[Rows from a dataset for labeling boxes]
————————
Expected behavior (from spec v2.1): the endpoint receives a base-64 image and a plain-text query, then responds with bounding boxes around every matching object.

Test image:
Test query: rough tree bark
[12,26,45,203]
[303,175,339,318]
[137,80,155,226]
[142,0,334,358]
————————
TASK OBJECTIVE: Duplicate the records above line for line, with no changes at all.

COMPLETE ANSWER:
Expected behavior (from spec v2.1): the endpoint receives a base-64 image and a plain-text query, then responds with bounding boxes around every matching object.

Test image:
Test query: rough tree bark
[12,26,45,203]
[303,175,339,318]
[137,80,155,226]
[142,0,334,358]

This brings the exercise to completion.